**Material provided:**
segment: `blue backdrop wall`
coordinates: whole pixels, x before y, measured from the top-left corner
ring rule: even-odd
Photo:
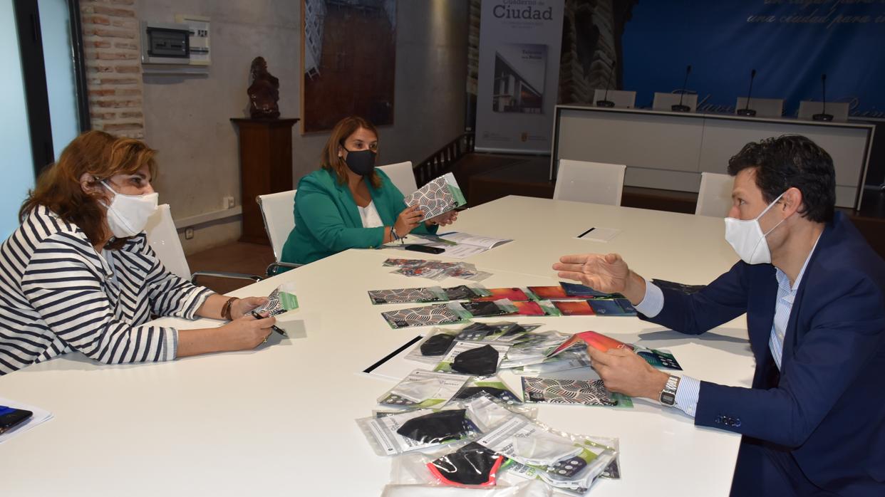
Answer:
==
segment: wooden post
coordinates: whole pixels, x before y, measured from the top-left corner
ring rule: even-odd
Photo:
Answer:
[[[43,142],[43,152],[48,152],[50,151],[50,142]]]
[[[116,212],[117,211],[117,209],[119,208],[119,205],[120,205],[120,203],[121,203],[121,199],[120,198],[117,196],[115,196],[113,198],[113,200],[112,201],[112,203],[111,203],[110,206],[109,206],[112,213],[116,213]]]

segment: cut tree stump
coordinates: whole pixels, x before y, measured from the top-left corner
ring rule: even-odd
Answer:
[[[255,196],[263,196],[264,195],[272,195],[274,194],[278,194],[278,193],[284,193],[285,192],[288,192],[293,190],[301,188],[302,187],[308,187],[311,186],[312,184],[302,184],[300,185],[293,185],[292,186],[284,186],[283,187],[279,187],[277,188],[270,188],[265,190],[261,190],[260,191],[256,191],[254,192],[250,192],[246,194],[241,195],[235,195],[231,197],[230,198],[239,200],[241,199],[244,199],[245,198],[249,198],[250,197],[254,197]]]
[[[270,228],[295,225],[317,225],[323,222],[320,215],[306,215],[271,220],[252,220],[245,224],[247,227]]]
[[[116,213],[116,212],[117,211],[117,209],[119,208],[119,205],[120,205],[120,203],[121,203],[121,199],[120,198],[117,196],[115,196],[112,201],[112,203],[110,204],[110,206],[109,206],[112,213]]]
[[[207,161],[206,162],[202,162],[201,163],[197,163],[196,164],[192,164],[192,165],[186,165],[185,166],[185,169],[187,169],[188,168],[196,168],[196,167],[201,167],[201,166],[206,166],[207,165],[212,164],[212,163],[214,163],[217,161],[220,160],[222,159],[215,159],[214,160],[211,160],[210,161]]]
...
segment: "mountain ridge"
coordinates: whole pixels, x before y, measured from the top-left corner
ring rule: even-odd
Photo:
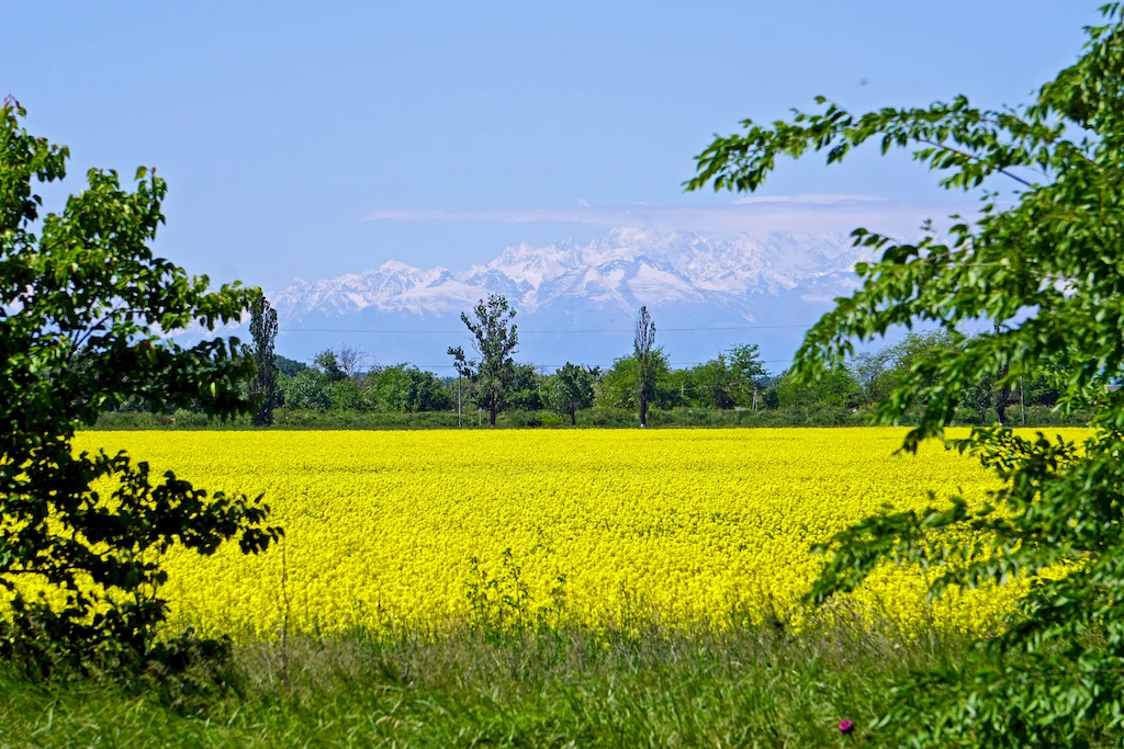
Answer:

**What you should do:**
Edit the material from the line containing "segment: wooden post" through the line containing "[[[43,142],[43,152],[48,152],[50,151],[50,142]]]": replace "measured" with "counted" and leave everything else unchanged.

**Final result:**
segment: wooden post
coordinates: whole pixels, x before y, counted from the top-left corner
ring rule: even-odd
Photo:
Answer:
[[[43,142],[43,152],[48,152],[50,151],[50,142]]]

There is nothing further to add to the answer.